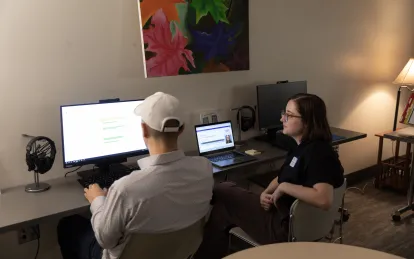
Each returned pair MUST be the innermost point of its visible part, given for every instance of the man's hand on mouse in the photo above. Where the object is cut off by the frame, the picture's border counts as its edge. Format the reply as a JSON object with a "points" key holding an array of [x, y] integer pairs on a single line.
{"points": [[94, 191]]}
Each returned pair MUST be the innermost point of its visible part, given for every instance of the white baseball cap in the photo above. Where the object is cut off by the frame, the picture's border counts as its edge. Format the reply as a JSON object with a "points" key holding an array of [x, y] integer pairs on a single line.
{"points": [[159, 108]]}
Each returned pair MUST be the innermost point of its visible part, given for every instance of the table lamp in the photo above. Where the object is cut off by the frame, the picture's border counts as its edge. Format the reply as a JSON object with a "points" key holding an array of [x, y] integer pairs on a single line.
{"points": [[404, 79]]}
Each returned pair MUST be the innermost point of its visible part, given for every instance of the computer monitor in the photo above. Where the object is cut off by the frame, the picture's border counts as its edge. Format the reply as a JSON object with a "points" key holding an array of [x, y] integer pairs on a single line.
{"points": [[101, 133], [272, 99]]}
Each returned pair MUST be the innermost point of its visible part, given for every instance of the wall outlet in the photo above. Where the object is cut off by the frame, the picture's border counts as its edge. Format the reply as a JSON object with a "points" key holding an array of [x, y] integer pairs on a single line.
{"points": [[28, 234], [209, 117]]}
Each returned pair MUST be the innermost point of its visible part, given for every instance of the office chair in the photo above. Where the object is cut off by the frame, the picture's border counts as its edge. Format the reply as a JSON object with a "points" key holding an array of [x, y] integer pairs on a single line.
{"points": [[181, 244], [308, 223]]}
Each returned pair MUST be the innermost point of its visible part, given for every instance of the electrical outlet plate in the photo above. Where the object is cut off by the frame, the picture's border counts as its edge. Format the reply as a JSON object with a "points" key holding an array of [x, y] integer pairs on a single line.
{"points": [[211, 116], [28, 234]]}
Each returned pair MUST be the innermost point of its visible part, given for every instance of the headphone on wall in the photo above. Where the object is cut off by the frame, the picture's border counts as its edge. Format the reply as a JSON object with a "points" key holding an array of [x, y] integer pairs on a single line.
{"points": [[247, 122], [40, 154]]}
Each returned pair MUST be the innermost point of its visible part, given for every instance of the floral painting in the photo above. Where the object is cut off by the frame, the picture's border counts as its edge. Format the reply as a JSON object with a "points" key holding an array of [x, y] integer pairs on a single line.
{"points": [[183, 37]]}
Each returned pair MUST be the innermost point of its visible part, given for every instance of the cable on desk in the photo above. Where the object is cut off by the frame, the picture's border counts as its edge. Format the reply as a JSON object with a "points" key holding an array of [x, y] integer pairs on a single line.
{"points": [[73, 170]]}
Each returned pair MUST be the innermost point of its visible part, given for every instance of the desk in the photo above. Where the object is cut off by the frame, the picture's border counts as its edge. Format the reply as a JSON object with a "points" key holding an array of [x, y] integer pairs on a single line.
{"points": [[298, 250], [18, 208], [404, 135]]}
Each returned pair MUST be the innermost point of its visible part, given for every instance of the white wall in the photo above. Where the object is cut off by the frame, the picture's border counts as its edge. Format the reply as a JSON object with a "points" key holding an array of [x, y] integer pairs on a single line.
{"points": [[55, 52]]}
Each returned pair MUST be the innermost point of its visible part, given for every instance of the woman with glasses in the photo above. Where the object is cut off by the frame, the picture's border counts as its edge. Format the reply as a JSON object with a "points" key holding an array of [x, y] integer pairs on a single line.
{"points": [[310, 173]]}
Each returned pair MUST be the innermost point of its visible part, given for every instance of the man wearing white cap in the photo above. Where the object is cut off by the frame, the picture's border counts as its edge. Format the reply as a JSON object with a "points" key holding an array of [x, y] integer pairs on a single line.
{"points": [[170, 192]]}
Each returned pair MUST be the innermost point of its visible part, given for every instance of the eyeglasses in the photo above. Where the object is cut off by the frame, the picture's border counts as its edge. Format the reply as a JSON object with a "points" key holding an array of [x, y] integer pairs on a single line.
{"points": [[286, 116]]}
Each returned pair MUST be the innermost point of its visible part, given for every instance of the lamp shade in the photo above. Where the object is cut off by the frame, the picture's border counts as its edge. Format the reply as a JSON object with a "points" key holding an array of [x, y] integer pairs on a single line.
{"points": [[406, 77]]}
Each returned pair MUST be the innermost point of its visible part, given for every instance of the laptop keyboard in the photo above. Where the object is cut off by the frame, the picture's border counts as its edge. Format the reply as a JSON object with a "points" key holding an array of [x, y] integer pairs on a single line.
{"points": [[222, 157]]}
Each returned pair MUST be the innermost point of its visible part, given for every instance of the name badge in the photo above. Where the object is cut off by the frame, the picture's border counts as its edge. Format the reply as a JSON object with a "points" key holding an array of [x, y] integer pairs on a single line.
{"points": [[293, 162]]}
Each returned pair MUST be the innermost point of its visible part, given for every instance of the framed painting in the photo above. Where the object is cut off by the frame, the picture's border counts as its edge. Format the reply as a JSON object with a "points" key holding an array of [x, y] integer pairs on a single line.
{"points": [[183, 37]]}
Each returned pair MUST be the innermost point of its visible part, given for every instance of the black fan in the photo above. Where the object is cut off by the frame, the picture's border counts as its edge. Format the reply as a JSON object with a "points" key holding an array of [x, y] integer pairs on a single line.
{"points": [[40, 156]]}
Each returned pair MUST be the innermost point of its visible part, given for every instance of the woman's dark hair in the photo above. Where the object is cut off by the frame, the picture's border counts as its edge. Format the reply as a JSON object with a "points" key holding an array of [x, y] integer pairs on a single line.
{"points": [[312, 109]]}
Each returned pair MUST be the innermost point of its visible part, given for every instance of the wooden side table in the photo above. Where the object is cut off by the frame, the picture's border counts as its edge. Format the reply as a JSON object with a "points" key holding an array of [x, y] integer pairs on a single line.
{"points": [[393, 172]]}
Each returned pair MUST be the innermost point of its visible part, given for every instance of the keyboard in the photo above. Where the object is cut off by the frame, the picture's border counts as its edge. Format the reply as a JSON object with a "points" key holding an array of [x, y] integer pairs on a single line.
{"points": [[222, 157], [105, 180]]}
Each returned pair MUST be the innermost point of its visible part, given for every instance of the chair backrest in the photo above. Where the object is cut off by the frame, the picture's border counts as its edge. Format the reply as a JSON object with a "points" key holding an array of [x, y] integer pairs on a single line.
{"points": [[308, 223], [180, 244]]}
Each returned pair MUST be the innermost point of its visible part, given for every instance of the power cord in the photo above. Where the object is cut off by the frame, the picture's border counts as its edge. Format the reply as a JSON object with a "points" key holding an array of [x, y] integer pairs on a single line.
{"points": [[73, 170], [37, 231]]}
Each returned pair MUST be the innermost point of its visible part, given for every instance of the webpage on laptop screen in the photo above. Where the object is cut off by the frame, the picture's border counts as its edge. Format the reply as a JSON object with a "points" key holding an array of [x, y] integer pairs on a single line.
{"points": [[215, 137]]}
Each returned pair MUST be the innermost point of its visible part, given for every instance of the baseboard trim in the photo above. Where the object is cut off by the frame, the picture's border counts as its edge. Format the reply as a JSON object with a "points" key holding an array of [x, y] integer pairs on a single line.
{"points": [[362, 175]]}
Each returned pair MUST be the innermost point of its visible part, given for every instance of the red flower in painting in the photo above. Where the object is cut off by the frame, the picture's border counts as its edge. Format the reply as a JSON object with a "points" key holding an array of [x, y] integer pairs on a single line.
{"points": [[171, 54]]}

Activity |
Without the pictures, return all the entries above exactly as they stand.

Task result |
Each returned pair MUST be the innermost point of its visible part, given for every instance of the man's hand on mouse in the photo above. Where the object is cut off by the frame, the picture's border counts as its edge. Format the reply as a JSON object with a "points" key holding an array of [x, y] integer pairs on a single line.
{"points": [[94, 191]]}
Each returned pair MUST be the innermost point of its visible part, given for every instance of the white baseball cap in the photo above. Where the object is cut off by the frame, the picture's border counts as its edge. Format the reply as a JSON object with a "points" key holding an array of [x, y] integer pairs on a single line.
{"points": [[159, 108]]}
Each returned pair MUST be the innermost point of its visible part, given for every instance of the table lamp in the photo above. Where the object is cut off by the frame, the picture's border counts as its edge. Format the reply as a JSON object with a "points" key holding an array of [x, y] integer pairs on a single line.
{"points": [[404, 79]]}
Each returned pair MUST be the innermost point of its visible part, given for every instance of the computer monitor in the photo above. Where the object is cut off by the frame, the picture's border counts as its edge. Format the reply as a JSON object with a "points" key holding an array of [x, y] integer pairs on a single line.
{"points": [[101, 133], [272, 99]]}
Each returned pair MUST be the innermost point of its visible part, given for every instance of the wall outlet in the photo above. Where the object is cut off by the frame, the picture's border counts as its edge. Format the reply as a JSON object with a "points" key holding an array of [x, y] integer pairs on a single line.
{"points": [[28, 234], [209, 117]]}
Each returned pair MUST be the innermost point of its visible part, given for every instance of the office chair in the photo above. Where the object is cut off by the frame, the picture's border counts as its edge. Format the reply as a JSON object with a "points" key holding an array of [x, y] integer pairs on a single line.
{"points": [[181, 244], [308, 223]]}
Each returned pair MUST be the innermost point of its visible part, given for every instance of the electrical outlet plate in the photo above. Where the object is cut off by the frame, the picture's border counts as its edge. Format the reply as a JSON object with a "points" key holding an array of [x, y] integer pairs on a single line.
{"points": [[211, 116], [28, 234]]}
Each returned pair MUST be the innermost point of its visible part, given for every instance of the headphone on wall in the photo above. Where the object is cut off by the frame, the picture's border counts as its edge. Format the reply as a JSON object with a "points" key holding an array of [x, y] integer pairs on a single line.
{"points": [[247, 122], [40, 154]]}
Each returned pair MUST be the innermost point of its visible part, given for every instance of the floral painting in the photo above. Where the object is cut off by the frame, the picture's border counts as its edge. Format the reply as a JSON object with a "points" key holding an array of [x, y] integer pairs on a single line.
{"points": [[183, 37]]}
Each returned pair MUST be the innermost point of its visible part, given for every instance of the cable on desk in the photo above. Where the object is cut off by the frame, the picture's border counts as its edge. Format the reply as a JSON object with a "points" key holding an array of [x, y] integer pairs on a single line.
{"points": [[73, 170]]}
Each returned pair MUST be the innermost point of its visible part, given for every instance of the desk in the photo above. Where the object is cut off by the frame, the picture's border counts as its edge. Format the reply as a JSON object with a "points" key holding an array of [x, y] integer pairs on a single line.
{"points": [[298, 250], [18, 208], [404, 135]]}
Each returned pair MUST be the innermost point of its visible part, given for every instance of the white wall in the photo above. Where the object is cut off by the frame, the picture's border counts as its edge. Format the reply as a JSON object with a "points" key holding an array of [x, y] integer pairs on a single line.
{"points": [[55, 52]]}
Each returned pair MUST be the innermost point of its visible part, given for every instance of the woman with glasses in the photo above. Where the object is cut off by the frame, the picture's border counts as its edge. Format the reply as a JSON object with a "points" key holding an array of [x, y] integer pairs on a single line.
{"points": [[310, 173]]}
Each returned pair MUST be the innermost point of its visible part, given for every instance of the man wearing white cap in the photo above. Where the object is cut off by the frame, the picture's border counts as its edge. Format the reply as a JSON object with a "points" key holding an array of [x, y] integer pairs on a single line.
{"points": [[170, 192]]}
Each returned pair MUST be the innermost point of its visible part, given for every instance of the eyeglasses in the photo above. Where the object is cut off by the frame, the picture's border counts as its edge. Format the reply as a JSON object with a "points" key holding an array of [x, y] integer pairs on a single line.
{"points": [[286, 116]]}
Each returned pair MUST be the innermost point of its visible part, given for every instance of the lamp shade in the photo above. Where the object is cut off by the frame, the picture's border counts as its edge. Format the reply as a JSON object with a "points" key holding an array of [x, y] integer pairs on a single line.
{"points": [[406, 77]]}
Each returned pair MUST be the innermost point of its visible part, given for every instance of the laptop keyboard in the photo above. Where the object is cut off by the frame, the picture's border counts as its edge. Format the reply as a JSON object with a "points" key holding an array of [x, y] integer pairs on a single line.
{"points": [[222, 157]]}
Each returned pair MUST be the innermost point of its visible part, given for every instance of the name badge in the photo above. Where the object is cut off by the frame, the picture's border counts as its edge. Format the reply as a JSON object with a "points" key holding an array of [x, y] integer pairs on a single line.
{"points": [[293, 162]]}
Each returned pair MUST be the innermost point of its visible part, given for every instance of the framed painting in the photo above. Where the object is cut off by the frame, the picture's border counts as its edge. Format the reply as a JSON object with a "points" key holding an array of [x, y] integer pairs on a single line.
{"points": [[183, 37]]}
Each returned pair MUST be the innermost point of its visible part, given for every instance of the black fan in the photo above. Where the object is cut off by the frame, the picture's border counts as its edge. Format the reply as a JSON object with a "points" key holding an array of [x, y] integer pairs on a single line.
{"points": [[40, 156]]}
Each returned pair MUST be the innermost point of its visible part, given for every instance of the woman's dark hair in the photo above. Where the object is cut off by the frame, the picture's border counts as its edge. Format the reply as a JSON object with a "points" key holding an array of [x, y] integer pairs on a single line.
{"points": [[312, 109]]}
Each returned pair MUST be the innermost point of its visible part, given for every instance of the wooden side table in the photo above. Where the object is cut off by the frame, the picture's border counts as its edge. Format the reply as a JSON object with a "points" key holding an array of [x, y] integer pairs on a single line.
{"points": [[393, 172]]}
Each returned pair MUST be the innermost point of its visible part, given for every instance of the keyboard in the photo above. Where the object is cut off by the frame, the picture's border counts as its edge. Format the reply as a JSON object with a "points" key holding an array of [x, y] integer pairs on a single line.
{"points": [[222, 157], [105, 180]]}
Each returned pair MUST be the innermost point of its visible part, given for every instance of the chair backrest in the photo above. Where the object is cut off by the frame, the picture's border counts as its edge. Format the reply as a JSON object with a "points" key holding an array of [x, y] integer pairs on a single line.
{"points": [[308, 223], [180, 244]]}
Each returned pair MUST be the innermost point of its visible part, given for every instance of the power cord in the photo above. Where the object is cut off by the frame, the picture's border counts as its edge. Format the reply as a JSON object with a "points" key holding an array of [x, y] integer pairs on a single line.
{"points": [[73, 170], [37, 231]]}
Each returned pair MUST be the innermost point of its visible part, given for every instance of the webpage on laptop screen in the photo above. Where the object is cut off by the frame, the picture's border counts as its edge. Format the reply as a JSON object with a "points" key holding an array of [x, y] integer pairs on a single line.
{"points": [[215, 137]]}
Each returned pair MUST be the innermost point of its visible part, given for every instance of the baseboard trim in the photo above. Where the object is cut off by the frame, the picture's border counts as its edge. Format the reply as a JSON object with a "points" key holding an array of [x, y] integer pairs on a single line.
{"points": [[362, 175]]}
Each returned pair MUST be the innermost point of its visible part, given for every instance of the red flower in painting in the photo above. Where the object is cut off by the frame, the picture's border counts as its edge. Format the reply as a JSON object with a "points" key holding an array of [x, y] integer pairs on a single line.
{"points": [[171, 54]]}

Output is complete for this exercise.